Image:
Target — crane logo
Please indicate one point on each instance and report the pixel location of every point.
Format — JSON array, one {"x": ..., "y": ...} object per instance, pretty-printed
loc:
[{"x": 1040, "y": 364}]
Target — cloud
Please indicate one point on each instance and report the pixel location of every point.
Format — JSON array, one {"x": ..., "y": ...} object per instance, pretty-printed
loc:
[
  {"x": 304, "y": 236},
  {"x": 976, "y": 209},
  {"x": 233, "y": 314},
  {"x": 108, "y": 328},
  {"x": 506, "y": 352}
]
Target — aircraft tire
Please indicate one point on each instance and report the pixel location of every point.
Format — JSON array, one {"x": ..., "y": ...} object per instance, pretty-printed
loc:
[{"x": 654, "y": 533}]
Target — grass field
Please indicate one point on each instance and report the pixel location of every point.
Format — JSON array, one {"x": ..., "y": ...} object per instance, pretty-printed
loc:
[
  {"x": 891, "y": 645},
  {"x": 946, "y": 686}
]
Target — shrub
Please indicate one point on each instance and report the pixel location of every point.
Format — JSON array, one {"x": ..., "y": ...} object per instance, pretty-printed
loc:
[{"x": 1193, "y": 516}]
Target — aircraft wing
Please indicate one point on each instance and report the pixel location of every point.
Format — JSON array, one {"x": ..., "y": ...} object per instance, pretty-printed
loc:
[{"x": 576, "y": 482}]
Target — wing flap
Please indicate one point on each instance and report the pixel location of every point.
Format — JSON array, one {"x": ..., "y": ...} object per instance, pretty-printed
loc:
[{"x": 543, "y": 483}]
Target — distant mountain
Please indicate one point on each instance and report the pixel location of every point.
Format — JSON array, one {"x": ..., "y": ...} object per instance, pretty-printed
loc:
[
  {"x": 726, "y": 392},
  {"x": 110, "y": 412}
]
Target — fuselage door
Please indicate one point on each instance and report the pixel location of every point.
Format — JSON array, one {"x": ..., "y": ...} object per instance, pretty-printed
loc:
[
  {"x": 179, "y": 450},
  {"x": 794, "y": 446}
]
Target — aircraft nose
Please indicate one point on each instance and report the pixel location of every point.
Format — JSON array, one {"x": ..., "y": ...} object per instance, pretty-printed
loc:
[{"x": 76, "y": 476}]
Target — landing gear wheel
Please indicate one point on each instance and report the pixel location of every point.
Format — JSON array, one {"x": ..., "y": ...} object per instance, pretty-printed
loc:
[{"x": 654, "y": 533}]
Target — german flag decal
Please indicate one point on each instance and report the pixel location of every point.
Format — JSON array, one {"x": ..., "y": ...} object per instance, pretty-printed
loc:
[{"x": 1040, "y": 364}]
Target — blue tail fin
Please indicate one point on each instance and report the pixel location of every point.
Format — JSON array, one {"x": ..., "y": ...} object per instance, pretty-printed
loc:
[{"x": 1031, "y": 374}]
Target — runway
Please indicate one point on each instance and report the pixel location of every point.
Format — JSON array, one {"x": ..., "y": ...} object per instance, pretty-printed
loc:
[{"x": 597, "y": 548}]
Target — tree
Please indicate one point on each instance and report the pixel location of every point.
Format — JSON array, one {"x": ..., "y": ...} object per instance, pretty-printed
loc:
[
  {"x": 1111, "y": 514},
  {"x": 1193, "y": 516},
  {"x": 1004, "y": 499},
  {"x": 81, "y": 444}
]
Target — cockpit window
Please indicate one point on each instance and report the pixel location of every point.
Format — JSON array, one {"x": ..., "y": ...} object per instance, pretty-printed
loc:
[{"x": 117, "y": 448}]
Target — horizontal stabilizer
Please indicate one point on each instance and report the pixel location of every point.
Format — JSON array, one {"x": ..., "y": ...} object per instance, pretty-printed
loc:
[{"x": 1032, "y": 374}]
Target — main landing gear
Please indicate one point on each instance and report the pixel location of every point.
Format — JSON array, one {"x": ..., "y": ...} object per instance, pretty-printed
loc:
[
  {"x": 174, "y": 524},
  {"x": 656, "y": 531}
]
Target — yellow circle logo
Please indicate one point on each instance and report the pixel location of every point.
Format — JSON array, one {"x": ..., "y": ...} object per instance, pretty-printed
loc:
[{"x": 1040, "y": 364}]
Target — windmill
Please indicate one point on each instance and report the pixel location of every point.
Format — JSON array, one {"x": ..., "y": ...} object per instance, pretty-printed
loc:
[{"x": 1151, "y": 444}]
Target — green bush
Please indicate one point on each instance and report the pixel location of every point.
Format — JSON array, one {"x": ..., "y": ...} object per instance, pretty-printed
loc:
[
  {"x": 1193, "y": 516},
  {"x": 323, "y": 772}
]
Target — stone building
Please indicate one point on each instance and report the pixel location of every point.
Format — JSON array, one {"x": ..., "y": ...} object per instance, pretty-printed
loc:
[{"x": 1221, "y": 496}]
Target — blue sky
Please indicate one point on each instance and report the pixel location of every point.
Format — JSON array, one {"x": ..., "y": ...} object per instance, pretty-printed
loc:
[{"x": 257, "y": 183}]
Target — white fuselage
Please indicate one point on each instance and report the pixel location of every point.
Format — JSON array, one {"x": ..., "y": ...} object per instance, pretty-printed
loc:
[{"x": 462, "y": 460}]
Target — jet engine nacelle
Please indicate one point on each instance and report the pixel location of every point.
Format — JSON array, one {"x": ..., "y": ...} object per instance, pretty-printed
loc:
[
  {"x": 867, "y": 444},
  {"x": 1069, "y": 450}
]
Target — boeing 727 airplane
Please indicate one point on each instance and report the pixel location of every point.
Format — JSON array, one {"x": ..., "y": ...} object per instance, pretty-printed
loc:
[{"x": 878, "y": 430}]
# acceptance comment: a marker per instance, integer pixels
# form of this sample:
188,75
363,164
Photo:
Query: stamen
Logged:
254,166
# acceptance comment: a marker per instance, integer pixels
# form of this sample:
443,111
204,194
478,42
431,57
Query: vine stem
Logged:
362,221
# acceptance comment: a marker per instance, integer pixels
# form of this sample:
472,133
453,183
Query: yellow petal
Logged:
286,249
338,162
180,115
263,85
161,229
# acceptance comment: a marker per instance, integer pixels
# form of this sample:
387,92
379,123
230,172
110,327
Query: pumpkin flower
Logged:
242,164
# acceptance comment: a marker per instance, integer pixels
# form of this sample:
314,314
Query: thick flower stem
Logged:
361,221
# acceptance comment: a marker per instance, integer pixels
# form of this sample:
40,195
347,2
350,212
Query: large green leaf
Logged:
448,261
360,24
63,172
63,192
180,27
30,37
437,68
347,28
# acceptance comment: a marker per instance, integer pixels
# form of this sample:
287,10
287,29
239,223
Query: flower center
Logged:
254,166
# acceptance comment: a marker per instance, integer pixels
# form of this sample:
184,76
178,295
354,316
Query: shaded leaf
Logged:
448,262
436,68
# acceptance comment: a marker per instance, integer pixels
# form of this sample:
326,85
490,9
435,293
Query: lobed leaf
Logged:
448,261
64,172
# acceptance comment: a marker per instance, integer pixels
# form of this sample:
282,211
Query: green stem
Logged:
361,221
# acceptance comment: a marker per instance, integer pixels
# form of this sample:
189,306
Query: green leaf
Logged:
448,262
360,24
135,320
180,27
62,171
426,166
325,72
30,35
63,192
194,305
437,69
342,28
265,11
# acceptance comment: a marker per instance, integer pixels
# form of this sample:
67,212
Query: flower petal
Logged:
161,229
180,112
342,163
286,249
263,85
☆ ☆ ☆ ☆ ☆
[Problem to work on]
Which lines above contain the word "blue"? Gather each one and copy it out in full.

[Task result]
Target — blue tail fin
Target — blue sky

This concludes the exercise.